** Start **
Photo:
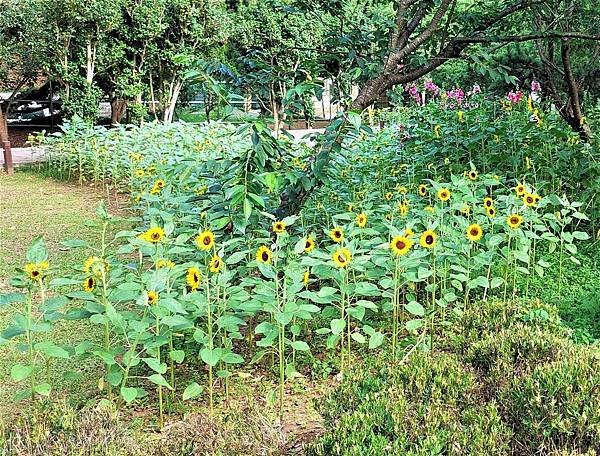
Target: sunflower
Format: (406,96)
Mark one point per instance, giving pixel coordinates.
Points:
(336,234)
(514,221)
(216,264)
(474,232)
(444,194)
(89,284)
(36,271)
(162,263)
(341,257)
(152,297)
(361,220)
(403,208)
(153,235)
(400,245)
(529,200)
(428,239)
(278,227)
(205,240)
(95,265)
(264,254)
(309,245)
(193,278)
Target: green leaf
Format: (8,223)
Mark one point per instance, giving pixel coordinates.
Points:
(337,325)
(155,365)
(37,251)
(20,372)
(375,340)
(232,358)
(192,390)
(413,325)
(177,355)
(300,346)
(358,337)
(415,308)
(247,209)
(159,380)
(128,393)
(210,357)
(11,298)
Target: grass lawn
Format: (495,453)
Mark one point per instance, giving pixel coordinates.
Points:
(32,205)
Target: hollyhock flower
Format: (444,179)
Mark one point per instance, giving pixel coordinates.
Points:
(514,97)
(431,87)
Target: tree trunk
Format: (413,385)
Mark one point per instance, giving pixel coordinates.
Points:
(572,112)
(3,122)
(118,107)
(174,91)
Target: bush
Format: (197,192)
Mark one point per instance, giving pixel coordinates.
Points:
(506,380)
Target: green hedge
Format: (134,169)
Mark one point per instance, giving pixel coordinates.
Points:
(506,380)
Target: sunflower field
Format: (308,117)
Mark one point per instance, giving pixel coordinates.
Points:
(415,225)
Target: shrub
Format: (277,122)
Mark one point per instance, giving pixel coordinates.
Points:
(508,380)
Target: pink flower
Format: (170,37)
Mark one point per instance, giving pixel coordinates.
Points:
(430,86)
(514,97)
(456,94)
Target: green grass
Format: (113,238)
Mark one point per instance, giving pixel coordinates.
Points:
(577,296)
(32,206)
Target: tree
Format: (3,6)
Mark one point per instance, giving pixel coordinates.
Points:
(23,58)
(423,36)
(277,47)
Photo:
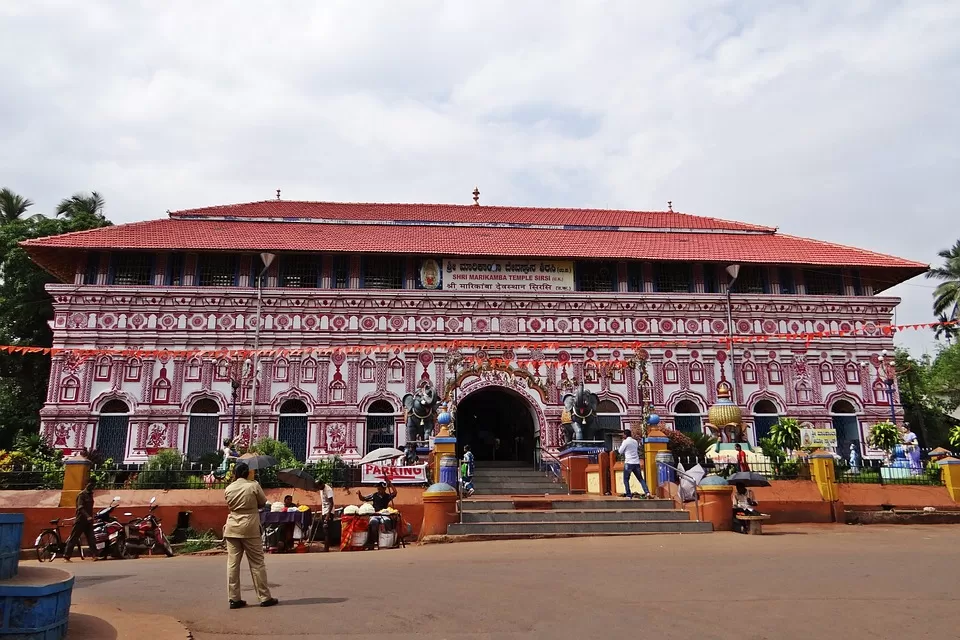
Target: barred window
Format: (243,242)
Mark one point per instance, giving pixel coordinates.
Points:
(300,271)
(341,272)
(382,272)
(635,276)
(132,269)
(596,276)
(752,279)
(673,276)
(216,270)
(175,262)
(824,282)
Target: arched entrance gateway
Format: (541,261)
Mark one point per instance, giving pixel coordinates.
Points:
(499,423)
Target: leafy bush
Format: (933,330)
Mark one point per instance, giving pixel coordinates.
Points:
(884,436)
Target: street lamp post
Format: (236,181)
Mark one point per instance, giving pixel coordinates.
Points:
(267,259)
(733,271)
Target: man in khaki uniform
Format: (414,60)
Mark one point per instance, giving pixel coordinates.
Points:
(242,536)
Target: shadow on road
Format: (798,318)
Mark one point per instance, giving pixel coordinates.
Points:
(313,601)
(82,627)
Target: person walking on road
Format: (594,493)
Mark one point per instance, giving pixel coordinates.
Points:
(83,523)
(241,534)
(630,449)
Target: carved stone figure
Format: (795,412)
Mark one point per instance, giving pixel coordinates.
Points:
(420,412)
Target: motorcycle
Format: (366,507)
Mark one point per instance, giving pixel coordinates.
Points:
(109,533)
(146,534)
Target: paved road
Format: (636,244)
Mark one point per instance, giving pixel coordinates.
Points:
(853,582)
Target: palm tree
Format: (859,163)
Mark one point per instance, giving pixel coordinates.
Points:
(12,206)
(946,297)
(82,206)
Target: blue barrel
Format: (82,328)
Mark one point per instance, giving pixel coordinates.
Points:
(665,474)
(448,470)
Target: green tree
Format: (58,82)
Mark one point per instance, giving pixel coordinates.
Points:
(946,297)
(25,312)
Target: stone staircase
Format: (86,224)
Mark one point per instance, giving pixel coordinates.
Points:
(513,501)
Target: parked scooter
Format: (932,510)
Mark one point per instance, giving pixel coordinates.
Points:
(145,534)
(109,533)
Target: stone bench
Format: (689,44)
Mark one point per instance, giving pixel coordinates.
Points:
(754,523)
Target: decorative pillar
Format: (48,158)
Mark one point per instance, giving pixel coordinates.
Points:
(655,442)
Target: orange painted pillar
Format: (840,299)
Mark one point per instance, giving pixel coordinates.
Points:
(439,510)
(716,503)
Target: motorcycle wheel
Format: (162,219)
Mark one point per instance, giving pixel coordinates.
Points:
(47,547)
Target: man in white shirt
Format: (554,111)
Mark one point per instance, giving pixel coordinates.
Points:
(630,450)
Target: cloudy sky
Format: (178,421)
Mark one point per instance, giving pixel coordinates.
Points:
(834,119)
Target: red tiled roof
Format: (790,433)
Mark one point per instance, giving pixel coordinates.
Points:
(375,212)
(252,235)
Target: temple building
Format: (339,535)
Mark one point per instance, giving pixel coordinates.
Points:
(362,304)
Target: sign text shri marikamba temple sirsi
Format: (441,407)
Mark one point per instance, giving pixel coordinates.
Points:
(508,275)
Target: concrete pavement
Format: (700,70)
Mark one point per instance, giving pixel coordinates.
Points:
(854,582)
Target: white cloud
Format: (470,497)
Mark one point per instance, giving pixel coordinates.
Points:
(833,120)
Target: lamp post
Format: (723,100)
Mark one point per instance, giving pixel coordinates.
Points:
(733,271)
(267,259)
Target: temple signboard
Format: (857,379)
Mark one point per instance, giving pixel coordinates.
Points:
(534,276)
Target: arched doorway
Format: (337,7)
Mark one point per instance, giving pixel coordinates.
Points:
(112,430)
(687,418)
(765,415)
(292,429)
(498,424)
(202,429)
(845,421)
(381,424)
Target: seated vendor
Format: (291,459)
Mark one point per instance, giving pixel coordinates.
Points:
(384,495)
(743,505)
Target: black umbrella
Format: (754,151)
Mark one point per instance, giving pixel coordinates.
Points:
(749,479)
(297,478)
(256,462)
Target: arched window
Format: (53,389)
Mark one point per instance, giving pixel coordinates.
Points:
(765,415)
(396,370)
(281,370)
(194,369)
(381,425)
(161,388)
(826,373)
(687,418)
(103,369)
(852,372)
(670,375)
(203,429)
(112,430)
(774,372)
(70,390)
(134,368)
(366,371)
(292,429)
(696,372)
(308,370)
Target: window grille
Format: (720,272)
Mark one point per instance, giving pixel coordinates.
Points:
(596,276)
(635,277)
(381,272)
(673,276)
(341,272)
(300,271)
(216,270)
(824,283)
(175,263)
(132,269)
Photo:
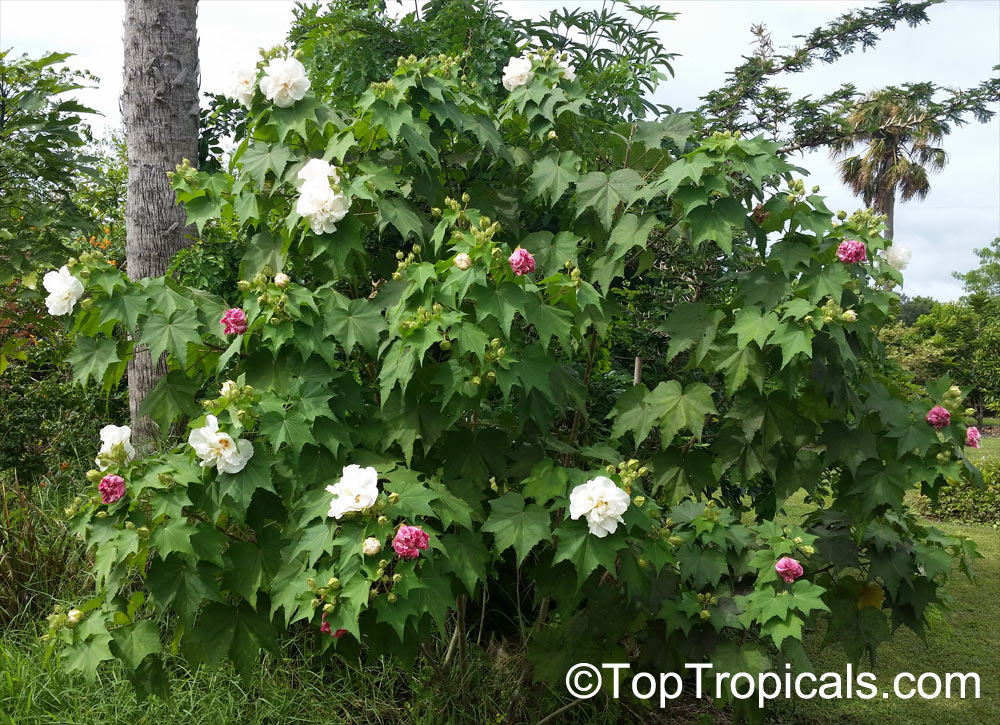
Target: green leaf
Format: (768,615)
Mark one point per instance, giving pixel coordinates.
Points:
(604,193)
(466,556)
(355,322)
(91,358)
(586,551)
(170,334)
(260,158)
(551,176)
(288,427)
(633,413)
(677,409)
(552,251)
(691,324)
(244,570)
(89,647)
(400,213)
(715,223)
(517,525)
(176,581)
(701,566)
(793,339)
(546,482)
(500,303)
(752,324)
(174,535)
(239,487)
(133,643)
(172,396)
(236,632)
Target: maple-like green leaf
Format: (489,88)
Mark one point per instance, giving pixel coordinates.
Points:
** End **
• _Task to carry out_:
Give every line back word for word and leave the pictures out.

• _Solved exercise_:
Photo:
Target: sunflower
Format: (406,96)
Mark one point per instance, giving pixel coordinates.
Points:
(336,234)
(514,221)
(216,264)
(474,232)
(444,194)
(89,284)
(36,271)
(162,263)
(341,257)
(152,297)
(361,220)
(403,208)
(153,235)
(400,245)
(529,200)
(428,239)
(278,227)
(205,240)
(95,265)
(264,254)
(309,245)
(193,278)
Target: green leaf
Format: (8,223)
Mark one point per instance, giving pixel coordinates.
Points:
(337,325)
(155,365)
(37,251)
(20,372)
(375,340)
(232,358)
(192,390)
(413,325)
(177,355)
(300,346)
(358,337)
(415,308)
(247,209)
(159,380)
(128,393)
(210,357)
(11,298)
Target: grass lawn
Format: (495,453)
Mark one point per instance, giving pixel coordinates.
Points:
(32,205)
Target: hollyhock flower
Format: (444,179)
Mark one point per instance, giving pixel coordinates.
Points:
(514,97)
(431,87)
Target: tree trunk
Format: (413,385)
Mark one point per instance, giving pixel coordinates.
Points:
(572,112)
(3,122)
(118,107)
(174,91)
Target: bush
Format: (197,192)
Mark one point per instance, giving pixel coordinates.
Points:
(506,380)
Target: green hedge
Format: (134,169)
Mark one point per instance, giving pixel coordinates.
Points:
(506,380)
Target: sunflower field
Format: (308,117)
Mark one point per instance, giving pixel coordinates.
Points:
(415,225)
Target: shrub
Format: (277,122)
Mark one point per instance, giving pixel coordinates.
Points:
(508,380)
Target: pink flower
Format: (170,37)
Mark one point per instance, giving pixel coordinates.
Points:
(430,86)
(514,97)
(456,94)
Target: green grass
Format: (113,238)
Mark one point per instance, giving pixel coordinates.
Points:
(577,296)
(32,206)
Target: tree
Format: (3,6)
Mark one point per instance, giving pixel coordinates.
Points:
(23,58)
(423,36)
(277,47)
Photo:
Target: barred window
Format: (243,242)
Mark one point per instance, giving pixel coordinates.
Points:
(300,271)
(341,272)
(382,272)
(635,276)
(132,269)
(596,276)
(752,279)
(673,276)
(216,270)
(175,262)
(824,282)
Target: arched entrance gateway
Format: (541,261)
Mark one point per instance, giving pixel coordinates.
Points:
(499,423)
Target: leafy bush
Format: (933,330)
Mark one point per instance, giving pixel coordinates.
Points:
(884,436)
Target: street lamp post
Format: (236,181)
Mark one point per instance, giving pixel coordinates.
Points:
(267,259)
(733,271)
Target: man in khaki uniform
Format: (414,60)
Mark one point per instance, giving pixel coordinates.
Points:
(242,536)
Target: shadow on road
Format: (798,318)
Mark one point per instance, giving pixel coordinates.
Points:
(313,601)
(82,627)
Target: person walking on road
Format: (594,493)
Mark one point per instance, giving pixel coordinates.
Points:
(83,523)
(241,534)
(630,449)
Target: carved stone figure
Format: (795,412)
Mark one point per instance, giving pixel coordinates.
Points:
(420,412)
Target: motorcycle
Format: (366,507)
Mark one point per instance, giving pixel coordinates.
Points:
(109,533)
(146,534)
Target: paved road
Format: (636,244)
Mark one point per instance, giving pixel coordinates.
Points:
(853,582)
Target: palm tree
Format: (859,163)
Mark one point per instance, giving pixel coordinates.
Points:
(12,206)
(946,297)
(82,206)
Target: blue barrel
Format: (82,328)
Mark one point per instance, giving pixel coordinates.
Points:
(665,474)
(448,470)
Target: green tree
Format: (58,82)
Mark one point per instance, giving pixel coordinates.
Points:
(946,297)
(25,312)
Target: stone staircase
Format: (86,224)
Mark one point per instance, giving pixel coordinates.
Points:
(513,501)
Target: parked scooter
Format: (932,510)
Mark one point per instance, giving pixel coordinates.
Points:
(145,534)
(109,533)
Target: stone bench
Format: (689,44)
Mark one point per instance, giving pixel coordinates.
Points:
(754,523)
Target: decorative pillar
Format: (48,158)
Mark one point per instance, giving pixel coordinates.
Points:
(655,442)
Target: orange painted pillar
Format: (840,299)
Mark one point per instance, giving pixel coordinates.
Points:
(439,510)
(716,503)
Target: motorcycle wheel
Format: (162,219)
Mark one point per instance, giving pixel coordinates.
Points:
(47,547)
Target: man in white shirt
Format: (554,111)
Mark one point per instance, giving pixel coordinates.
Points:
(630,450)
Target: cloudy sky
Format: (178,421)
Mark one point per instance, giving pixel coordinates.
Points:
(834,119)
Target: red tiled roof
Format: (790,433)
Mark one point per instance, giving pixel coordinates.
Points:
(375,212)
(252,235)
Target: temple building
Format: (339,535)
Mark one point per instance, giving pixel coordinates.
Points:
(362,304)
Target: sign text shri marikamba temple sirsi
Format: (441,407)
Mark one point per instance, giving pixel coordinates.
Points:
(508,275)
Target: concrete pavement
Format: (700,70)
Mark one point per instance, giving pixel coordinates.
Points:
(854,582)
Target: white cloud
Format: (470,497)
Mark one point per instance, giving pixel coordinates.
Points:
(833,120)
Target: lamp post
Format: (723,100)
Mark one point per instance, giving pixel coordinates.
Points:
(733,271)
(267,259)
Target: temple signboard
Format: (857,379)
Mark one point per instance, giving pixel coordinates.
Points:
(534,276)
Target: arched doorway
Format: (337,7)
Mark one point per instance, giving pixel coordinates.
Points:
(112,430)
(687,418)
(765,415)
(292,429)
(498,424)
(202,429)
(845,421)
(381,424)
Target: seated vendor
Format: (291,459)
Mark one point per instance, giving pixel coordinates.
Points:
(384,495)
(743,505)
Target: black umbrella
Format: (754,151)
Mark one point per instance, giving pixel coordinates.
Points:
(749,479)
(297,478)
(256,462)
Target: arched window
Format: (53,389)
Mark one point per instance, giving pixel coordinates.
Points:
(765,415)
(396,370)
(281,370)
(194,369)
(381,425)
(161,388)
(826,373)
(687,418)
(103,369)
(852,372)
(670,375)
(203,429)
(112,430)
(774,372)
(70,390)
(134,368)
(366,371)
(292,429)
(696,372)
(308,370)
Target: window grille
Format: (720,272)
Mark one point per instance, giving pixel coordinates.
Points:
(596,276)
(635,277)
(381,272)
(673,276)
(341,272)
(300,271)
(216,270)
(824,283)
(175,263)
(132,269)
Photo:
Target: green leaf
Format: (768,615)
Mark one point per instance, giving pixel coordinates.
Points:
(604,193)
(466,556)
(355,322)
(91,358)
(586,551)
(170,334)
(260,158)
(551,176)
(288,427)
(633,413)
(677,409)
(552,251)
(691,324)
(244,570)
(89,647)
(400,213)
(715,223)
(517,525)
(176,581)
(701,566)
(793,339)
(546,482)
(500,303)
(752,324)
(174,535)
(239,487)
(133,643)
(172,396)
(236,632)
Target: maple-like green leaf
Format: (489,88)
Mark one point per instance, giving pixel coordinates.
Points:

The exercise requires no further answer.